Exercise objective
Please transcribe exactly the lines from the first line of the records below through the line containing "492L535 615L600 728L740", including both, and omit all pictures.

(Recorded data)
——————
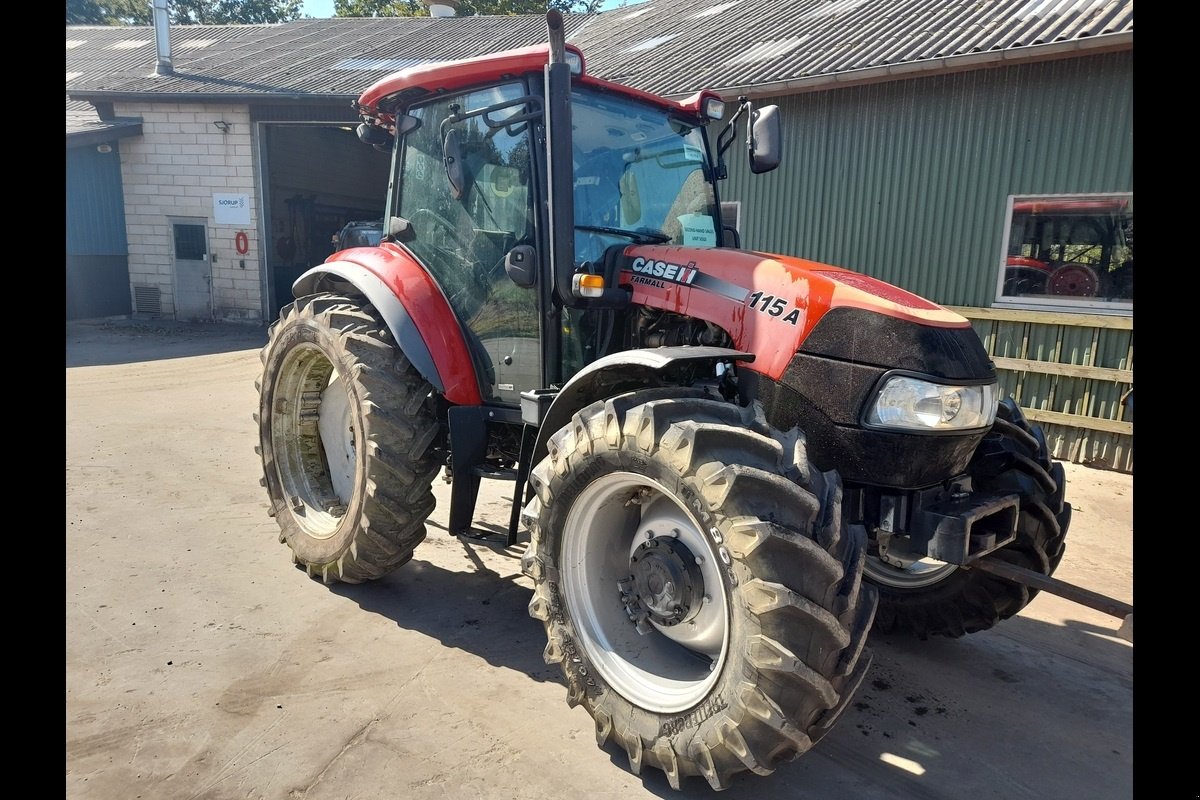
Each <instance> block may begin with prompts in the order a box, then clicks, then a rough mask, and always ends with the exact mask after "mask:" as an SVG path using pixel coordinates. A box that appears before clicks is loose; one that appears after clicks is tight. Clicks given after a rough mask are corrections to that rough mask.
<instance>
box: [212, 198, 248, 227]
mask: <svg viewBox="0 0 1200 800" xmlns="http://www.w3.org/2000/svg"><path fill="white" fill-rule="evenodd" d="M212 221H214V222H215V223H217V224H218V225H248V224H250V196H248V194H222V193H218V192H214V193H212Z"/></svg>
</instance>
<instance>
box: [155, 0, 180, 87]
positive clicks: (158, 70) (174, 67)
mask: <svg viewBox="0 0 1200 800" xmlns="http://www.w3.org/2000/svg"><path fill="white" fill-rule="evenodd" d="M167 2H168V0H154V43H155V47H156V48H157V49H158V64H156V65H155V68H154V73H155V74H156V76H173V74H175V67H174V66H173V65H172V62H170V18H169V17H168V16H167Z"/></svg>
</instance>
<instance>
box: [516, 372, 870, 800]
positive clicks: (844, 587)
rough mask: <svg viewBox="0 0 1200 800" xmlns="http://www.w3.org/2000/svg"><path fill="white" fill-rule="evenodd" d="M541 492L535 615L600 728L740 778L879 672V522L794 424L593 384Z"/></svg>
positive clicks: (807, 748) (807, 727)
mask: <svg viewBox="0 0 1200 800" xmlns="http://www.w3.org/2000/svg"><path fill="white" fill-rule="evenodd" d="M547 449H548V455H547V457H546V458H545V459H542V462H541V463H539V464H538V467H536V468H535V469H534V470H533V474H532V476H530V483H532V486H533V488H534V491H535V497H534V499H533V500H532V501H530V504H529V506H528V507H527V509H526V516H527V521H528V522H529V523H530V529H532V540H530V545H529V551H528V553H527V557H526V559H524V565H523V566H524V569H526V572H527V575H529V576H530V577H532V578H533V579H534V596H533V600H532V601H530V603H529V614H530V615H532V616H534V618H535V619H539V620H541V621H542V624H544V626H545V630H546V636H547V642H548V643H547V645H546V650H545V654H544V657H545V660H546V662H547V663H557V664H558V666H559V667H560V668H562V670H563V675H564V678H565V679H566V685H568V703H569V704H570V705H576V704H582V705H583V706H584V708H586V709H587V711H588V712H589V714H590V715H592V717H593V720H594V722H595V729H596V741H598V744H599V745H600V746H604V745H605V744H607V742H608V741H613V742H614V744H617V745H618V746H620V747H622V748H624V750H625V751H626V753H628V754H629V763H630V769H631V770H632V771H634V772H635V774H640V772H641V769H642V766H643V765H646V764H649V765H652V766H655V768H658V769H661V770H662V771H664V772H665V774H666V776H667V780H668V782H670V783H671V786H672V787H673V788H677V789H678V788H679V786H680V782H682V780H683V778H684V777H686V776H689V775H700V776H703V777H704V778H706V780H707V781H708V782H709V784H710V786H712V787H713V788H715V789H721V788H726V787H727V786H728V784H730V780H731V778H732V777H733V776H734V775H736V774H739V772H742V771H746V770H749V771H754V772H757V774H761V775H764V774H769V772H772V771H774V770H775V769H776V768H778V766H779V765H780V764H782V763H785V762H788V760H792V759H794V758H796V757H798V756H800V754H802V753H804V752H805V751H808V750H809V748H810V747H811V746H812V745H814V742H816V741H817V740H818V739H820V738H821V736H822V735H824V733H826V732H827V730H828V729H829V728H830V727H832V726H833V723H834V721H835V720H836V718H838V716H839V715H840V714H841V711H842V710H844V709H845V708H846V705H847V704H848V702H850V698H851V697H852V696H853V693H854V691H856V690H857V687H858V685H859V682H860V681H862V679H863V676H864V675H865V673H866V669H868V667H869V663H870V660H871V656H870V652H869V650H866V649H865V648H864V644H865V640H866V636H868V632H869V630H870V626H871V620H872V616H874V612H875V593H874V591H872V590H871V588H870V587H864V585H863V583H862V581H860V577H862V564H863V554H864V546H865V534H864V531H863V530H862V529H860V528H851V529H846V528H844V525H842V523H841V507H840V506H841V483H840V480H839V477H838V475H836V474H835V473H820V471H817V470H815V469H811V468H810V467H809V464H808V459H806V456H805V449H804V438H803V435H802V434H800V433H799V432H798V431H793V432H791V433H790V434H781V433H779V432H775V431H772V429H769V428H768V427H767V426H766V423H763V422H762V421H761V417H760V419H755V417H754V415H752V411H751V410H749V409H739V408H737V407H734V405H732V404H728V403H725V402H721V401H718V399H710V398H707V397H702V396H698V393H686V392H683V391H682V390H678V389H659V390H648V391H641V392H631V393H628V395H622V396H619V397H616V398H612V399H608V401H606V402H599V403H594V404H592V405H589V407H587V408H584V409H583V410H581V411H580V413H578V414H576V415H575V416H574V417H572V420H571V422H570V423H569V425H566V426H565V427H564V428H563V429H562V431H559V432H558V433H556V434H554V435H553V437H552V438H551V439H550V441H548V444H547Z"/></svg>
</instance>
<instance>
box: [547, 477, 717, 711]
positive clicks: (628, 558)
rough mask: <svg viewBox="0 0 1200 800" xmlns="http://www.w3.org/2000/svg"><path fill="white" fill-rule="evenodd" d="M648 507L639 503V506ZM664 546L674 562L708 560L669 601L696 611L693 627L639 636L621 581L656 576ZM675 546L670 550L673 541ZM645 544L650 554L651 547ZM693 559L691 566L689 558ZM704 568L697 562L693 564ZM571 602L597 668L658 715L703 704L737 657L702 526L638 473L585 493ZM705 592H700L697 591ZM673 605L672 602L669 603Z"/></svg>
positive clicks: (619, 692)
mask: <svg viewBox="0 0 1200 800" xmlns="http://www.w3.org/2000/svg"><path fill="white" fill-rule="evenodd" d="M635 497H636V498H637V499H638V500H640V503H637V504H631V503H630V500H631V498H635ZM654 539H660V540H662V542H661V546H662V548H664V549H666V551H668V558H667V559H665V560H664V563H671V564H676V563H678V561H680V558H679V554H686V555H690V557H698V564H696V566H697V567H698V569H697V570H694V571H692V576H694V577H695V578H696V579H695V581H692V582H691V584H690V587H691V588H690V591H688V593H683V591H682V590H680V591H679V593H678V595H677V594H676V591H674V589H676V588H674V587H672V584H671V583H667V584H666V587H667V589H666V595H665V596H678V597H679V599H682V600H683V603H682V604H678V606H677V607H683V606H686V609H685V612H686V621H680V622H678V624H662V622H660V621H659V620H656V619H654V618H653V616H652V618H648V619H647V620H646V622H647V624H648V626H649V631H648V632H647V633H644V634H641V633H638V632H637V628H636V626H635V622H634V621H632V620H631V619H630V615H629V613H628V612H626V607H625V606H624V604H623V603H622V593H620V589H618V582H620V581H622V579H624V578H628V577H629V576H630V575H631V572H632V571H635V570H637V569H640V567H637V565H636V564H634V563H632V560H634V557H635V555H638V554H641V557H642V559H643V560H642V561H640V564H641V565H642V567H641V569H644V567H646V564H647V560H646V558H647V555H646V554H647V553H650V558H654V559H656V558H659V557H656V555H653V553H654V552H655V551H653V549H650V547H652V546H649V545H647V543H648V542H649V541H650V540H654ZM668 539H670V540H672V541H670V542H667V541H666V540H668ZM643 545H644V546H643ZM683 560H686V559H683ZM692 560H694V561H695V559H692ZM560 564H562V566H560V573H562V584H563V595H564V602H565V603H566V607H568V610H569V612H570V615H571V619H572V620H574V622H575V626H576V633H577V634H578V637H580V639H581V644H582V645H583V650H584V652H586V654H587V656H588V660H589V661H590V662H592V664H593V666H594V667H595V669H596V670H598V672H599V673H600V675H601V678H604V679H605V681H607V684H608V685H610V686H611V687H612V688H613V690H616V691H617V692H618V693H619V694H620V696H622V697H624V698H625V699H628V700H630V702H631V703H634V704H636V705H638V706H641V708H643V709H647V710H650V711H656V712H666V714H671V712H678V711H683V710H686V709H689V708H691V706H692V705H695V704H697V703H700V702H701V700H702V699H704V697H707V696H708V693H709V692H710V691H712V688H713V686H714V685H715V684H716V680H718V679H719V676H720V673H721V668H722V667H724V664H725V658H726V654H727V650H728V637H730V633H728V615H730V601H728V596H727V591H726V588H725V581H724V579H722V576H721V566H720V561H719V559H718V557H716V554H715V553H714V551H713V547H712V545H710V543H709V541H708V539H707V536H704V534H703V533H701V529H700V527H698V524H697V523H696V521H695V519H694V518H692V517H691V515H689V513H688V511H686V510H685V509H684V507H683V506H682V505H680V504H679V503H678V501H677V500H676V499H674V498H673V497H672V495H671V494H670V493H668V492H667V491H666V489H665V488H664V487H662V486H661V485H659V483H658V482H655V481H652V480H649V479H647V477H646V476H644V475H636V474H634V473H611V474H608V475H605V476H602V477H600V479H596V480H595V481H593V482H592V483H589V485H588V486H587V487H584V489H583V491H582V492H581V493H580V495H578V498H577V500H576V501H575V503H574V504H572V506H571V510H570V512H569V513H568V517H566V523H565V527H564V531H563V552H562V561H560ZM697 583H698V585H696V584H697ZM668 604H670V603H668Z"/></svg>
——————
Response
Each <instance> block may begin with prompts in the order a box, then clicks, then a rough mask, and always ends with the exact mask after "mask:" as an SVG path using pixel coordinates. A box that appears before clicks is loose; one that appears after clicks is tight. Clicks given after a rough mask are corrections to that rough mask.
<instance>
box: [212, 198, 248, 227]
mask: <svg viewBox="0 0 1200 800" xmlns="http://www.w3.org/2000/svg"><path fill="white" fill-rule="evenodd" d="M212 221H214V222H215V223H217V224H218V225H248V224H250V196H248V194H222V193H218V192H214V193H212Z"/></svg>
</instance>
<instance>
box: [155, 0, 180, 87]
positive clicks: (158, 70) (174, 67)
mask: <svg viewBox="0 0 1200 800" xmlns="http://www.w3.org/2000/svg"><path fill="white" fill-rule="evenodd" d="M167 2H168V0H154V43H155V47H156V48H157V49H158V64H156V65H155V68H154V73H155V74H156V76H173V74H175V67H174V66H173V65H172V62H170V18H169V17H168V16H167Z"/></svg>
</instance>
<instance>
box: [516, 372, 870, 800]
positive clicks: (844, 587)
rough mask: <svg viewBox="0 0 1200 800" xmlns="http://www.w3.org/2000/svg"><path fill="white" fill-rule="evenodd" d="M541 492L535 615L600 728L740 778L879 672V522L794 424L593 384Z"/></svg>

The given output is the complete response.